Hongkongers fight to keep memory of Tiananmen alive despite second ban on Victoria Park vigil

Politics & Current Affairs

Hong Kong’s Victoria Park was empty on June 4 for the first time in 32 years, as police enforced a ban on the annual Tiananmen remembrance vigil. Some Hongkongers defied police and gathered near the park and elsewhere, while others found more subtle ways to mark the day.

Illustration by Derek Zheng

Until today, every year on June 4 beginning in 1990, thousands have gathered in Hong Kong’s Victoria Park to light candles, listen to speakers, and remember the events of the same day in 1989 in Beijing.

But this year, Victoria Park was more thoroughly cordoned off, and only police officers were present as they enforced a ban on the annual vigil for the second time. The official reason for the vigil gathering ban was, like last year, pandemic precautions, despite the city recording no local transmissions of COVID-19 for six weeks.

  • Police today “arrested Chow Hang Tung [鄒幸彤 Zōu Zìngtóng], vice-chairwoman of the Hong Kong Alliance in Support of Patriotic Democratic Movements of China,” which normally organizes the vigil, for continuing to promote gatherings this year despite the ban, Reuters reports.
  • A museum dedicated to remembering the 1989 crackdown, which is run by the same alliance, was “closed Wednesday three days after opening” because authorities were investigating “whether it had licenses to conduct public exhibitions,” AP reports.

Amid the restrictions, Hongkongers still found ways to mark the day other than gathering in Victoria Park itself.

DATA LISTING:
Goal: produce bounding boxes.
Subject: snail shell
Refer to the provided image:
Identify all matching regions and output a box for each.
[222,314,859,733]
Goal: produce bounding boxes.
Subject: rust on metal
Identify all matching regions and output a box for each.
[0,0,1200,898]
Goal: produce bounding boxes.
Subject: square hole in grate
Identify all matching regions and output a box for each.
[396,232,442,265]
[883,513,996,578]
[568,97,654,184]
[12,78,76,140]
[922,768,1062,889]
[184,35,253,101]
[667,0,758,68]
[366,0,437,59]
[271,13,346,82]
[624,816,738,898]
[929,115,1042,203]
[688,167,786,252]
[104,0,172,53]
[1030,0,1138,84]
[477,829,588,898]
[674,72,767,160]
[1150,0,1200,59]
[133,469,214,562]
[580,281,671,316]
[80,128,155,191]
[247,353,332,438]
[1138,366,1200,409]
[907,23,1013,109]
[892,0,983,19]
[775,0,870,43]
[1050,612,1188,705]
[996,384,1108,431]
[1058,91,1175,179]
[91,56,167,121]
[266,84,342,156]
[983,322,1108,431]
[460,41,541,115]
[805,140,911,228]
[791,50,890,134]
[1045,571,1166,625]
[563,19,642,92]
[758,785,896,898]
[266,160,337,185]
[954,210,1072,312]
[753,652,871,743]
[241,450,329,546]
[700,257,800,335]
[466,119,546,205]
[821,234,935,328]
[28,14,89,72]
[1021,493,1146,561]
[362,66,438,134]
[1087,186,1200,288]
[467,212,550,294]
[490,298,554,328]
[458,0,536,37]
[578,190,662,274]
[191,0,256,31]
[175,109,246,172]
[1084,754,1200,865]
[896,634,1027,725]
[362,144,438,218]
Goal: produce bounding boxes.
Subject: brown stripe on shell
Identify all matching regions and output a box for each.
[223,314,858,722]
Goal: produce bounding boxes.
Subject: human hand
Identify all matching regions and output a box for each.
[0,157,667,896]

REQUIREMENT 1: From the article on the Hong Kong vigil ban, copy the stretch from "Illustration by Derek" through "ban, Reuters reports.".
REQUIREMENT 2:
Answer these questions from the article on the Hong Kong vigil ban:
(a) In what year did the annual June 4 gatherings in Victoria Park begin?
(b) What official reason was given for banning the vigil gathering?
(c) How long after opening was the museum on the 1989 crackdown closed?
REQUIREMENT 3: Pick up the article on the Hong Kong vigil ban where it ends and keep writing.

EXERCISE RESULT 1:
Illustration by Derek Zheng

Until today, every year on June 4 beginning in 1990, thousands have gathered in Hong Kong’s Victoria Park to light candles, listen to speakers, and remember the events of the same day in 1989 in Beijing.

But this year, Victoria Park was more thoroughly cordoned off, and only police officers were present as they enforced a ban on the annual vigil for the second time. The official reason for the vigil gathering ban was, like last year, pandemic precautions, despite the city recording no local transmissions of COVID-19 for six weeks.

  • Police today “arrested Chow Hang Tung [鄒幸彤 Zōu Zìngtóng], vice-chairwoman of the Hong Kong Alliance in Support of Patriotic Democratic Movements of China,” which normally organizes the vigil, for continuing to promote gatherings this year despite the ban, Reuters reports.

EXERCISE RESULT 2:
(a) 1990
(b) Pandemic precautions
(c) Three days

EXERCISE RESULT 3:
  • “More than 300” residents defied the police by participating in group vigils near Victoria Park and elsewhere, the Financial Times reports, shining phone flashlights, lighting candles, or simply showing “pictures of burning candles on their mobile phones at the time of the planned vigil.”
  • “At the University of Hong Kong on Friday afternoon, students took part in an annual washing of the ‘Pillar of Shame’ sculpture, which was erected to remember the victims of the Tiananmen crackdown,” per AP.
  • “At least four men and two women” were arrested on charges including “inciting others to participate in an unauthorized assembly, common assault, criminal damage, disorderly behavior in public and obstructing police,” the Hong Kong Free Press reports.
  • Others “gathered online, to watch a reading of a play” about June 4, 1989, or “prowled bookstores, on a scavenger hunt for protest-themed postcards hidden in the stacks,” among other activities, the New York Times says.

In mainland China, censors busied themselves by snuffing out emojis or images of candles, plus other more indirect symbols to mark the day. The U.K. embassy in China said that it posted a GIF of a candle to Weibo that was then taken down within 20 minutes.

  • Another top social media site, Douban, “took the unusual step of preemptively silencing popular accounts simply for being influential, even though they hadn’t posted anything politically sensitive,” Variety reports.